The decision of March 17, 2023 of the ICC has, by a historic indictment against Vladimir Putin and Maria Lvova-Belova, the Commissioner for Children’s Rights (her title being characteristic of the inversion of realities characteristic of the Russian regime), written into the law, whether or not it is ultimately followed by a judgment, what was, in sum, a glaringly obvious fact. Putin actually had been the author of war crimes and crimes against humanity for 23 years. These were visible and obvious to all, including heads of state and government.
By using its vetoes in the Security Council, the Russian regime had also blocked investigations into its crimes and those of its allies, in particular the Assad regime, and sabotaged the functioning of the Council. But hardly ever had governments explicitly denounced these crimes before February 24, 2022 and designated Putin as a war criminal. They had accepted the permanent presence in the highest international body of a state guilty of the highest crimes on the scale of crimes. Russia shares this dubious privilege with the People’s Republic of China.

+ + + + +

:: PROBLEM 1 ::
In the records, switch "dot" to "mark" from the line with "of the fair" up to and including the last line of the records, and give those lines with every other word unchanged. Leave the pictures out.

Some records
+ + + + +

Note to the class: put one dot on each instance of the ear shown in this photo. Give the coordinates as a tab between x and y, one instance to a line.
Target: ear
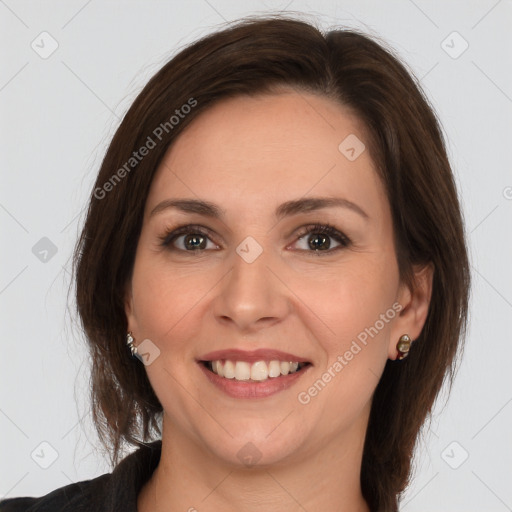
415	302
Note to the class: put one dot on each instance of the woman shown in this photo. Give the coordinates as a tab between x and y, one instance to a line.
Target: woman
275	235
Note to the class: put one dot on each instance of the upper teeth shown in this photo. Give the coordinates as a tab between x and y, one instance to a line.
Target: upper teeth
260	370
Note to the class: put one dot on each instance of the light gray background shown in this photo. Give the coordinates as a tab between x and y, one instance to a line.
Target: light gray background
57	115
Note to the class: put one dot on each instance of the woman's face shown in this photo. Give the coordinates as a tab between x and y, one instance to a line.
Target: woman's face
256	281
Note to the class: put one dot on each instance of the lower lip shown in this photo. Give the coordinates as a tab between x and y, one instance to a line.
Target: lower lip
246	389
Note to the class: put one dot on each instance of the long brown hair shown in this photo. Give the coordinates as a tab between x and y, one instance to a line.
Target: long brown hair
254	56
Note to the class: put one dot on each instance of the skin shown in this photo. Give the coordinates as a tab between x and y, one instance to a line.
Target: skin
248	156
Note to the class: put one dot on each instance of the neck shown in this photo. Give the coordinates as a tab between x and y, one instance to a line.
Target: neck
187	479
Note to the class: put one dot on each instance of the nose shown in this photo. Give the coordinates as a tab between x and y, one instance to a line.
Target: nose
251	297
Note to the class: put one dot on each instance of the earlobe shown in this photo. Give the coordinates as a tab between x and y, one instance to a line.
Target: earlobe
415	301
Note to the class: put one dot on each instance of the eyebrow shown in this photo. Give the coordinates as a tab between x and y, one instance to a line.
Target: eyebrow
287	209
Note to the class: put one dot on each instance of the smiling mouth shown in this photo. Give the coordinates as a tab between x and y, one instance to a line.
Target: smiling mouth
258	371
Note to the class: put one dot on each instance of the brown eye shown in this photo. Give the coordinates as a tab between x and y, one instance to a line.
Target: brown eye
320	237
319	241
195	241
188	239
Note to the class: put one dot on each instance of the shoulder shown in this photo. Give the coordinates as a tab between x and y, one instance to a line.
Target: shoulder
109	492
77	496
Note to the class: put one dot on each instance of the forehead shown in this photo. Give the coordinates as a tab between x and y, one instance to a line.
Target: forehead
249	152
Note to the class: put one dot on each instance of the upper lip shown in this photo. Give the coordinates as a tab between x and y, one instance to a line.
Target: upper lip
251	356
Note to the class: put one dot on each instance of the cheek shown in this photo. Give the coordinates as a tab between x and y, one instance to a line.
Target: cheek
167	301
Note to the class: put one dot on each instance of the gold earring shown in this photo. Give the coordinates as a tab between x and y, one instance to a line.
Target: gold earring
129	342
403	346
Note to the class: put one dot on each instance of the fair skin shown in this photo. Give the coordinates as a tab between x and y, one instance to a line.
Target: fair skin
248	156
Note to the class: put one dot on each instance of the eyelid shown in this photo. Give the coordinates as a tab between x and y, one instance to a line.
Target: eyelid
171	234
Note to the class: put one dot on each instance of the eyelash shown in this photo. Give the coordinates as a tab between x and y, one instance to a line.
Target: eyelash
325	229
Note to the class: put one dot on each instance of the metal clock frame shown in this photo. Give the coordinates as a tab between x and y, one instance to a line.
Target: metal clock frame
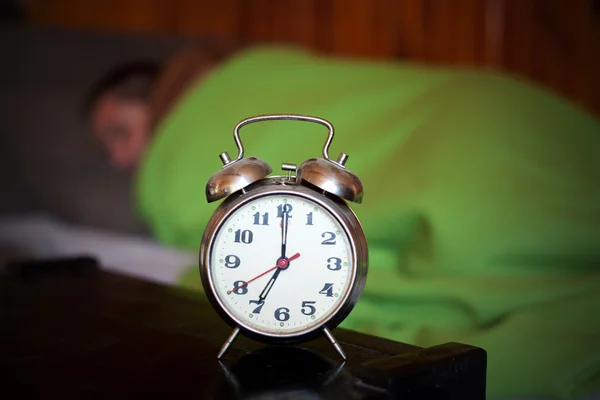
337	208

+ + + + +

:: PROBLEM 2 ::
Which states and regimes does the excerpt on the ICC indictment of Putin name?

:: COMPLETE OUTPUT 1 ::
Note to the class: put one mark on each instance of the fair skin shown in this photo. Give the coordinates as a tab between x and y, one instance to a line.
Target: fair skin
248	156
Note to the class: put one mark on each instance of the eyelid shown in this photo. Give the coordinates as a tab between x and y, one instance to a line.
Target: eyelid
171	234
Note to the class: put one mark on each instance of the eyelash shown in this photo. Give the coordinates as a tab between x and y, one instance to a line.
Target: eyelash
325	229
Note to the class: put one mark on each instance of the metal clock frame shown in this photo. Give the coordinates as a tab between x and y, one instance to a line.
Target: metal clock frame
337	208

:: COMPLETE OUTPUT 2 ::
The Russian regime
The Assad regime
Russia
The People's Republic of China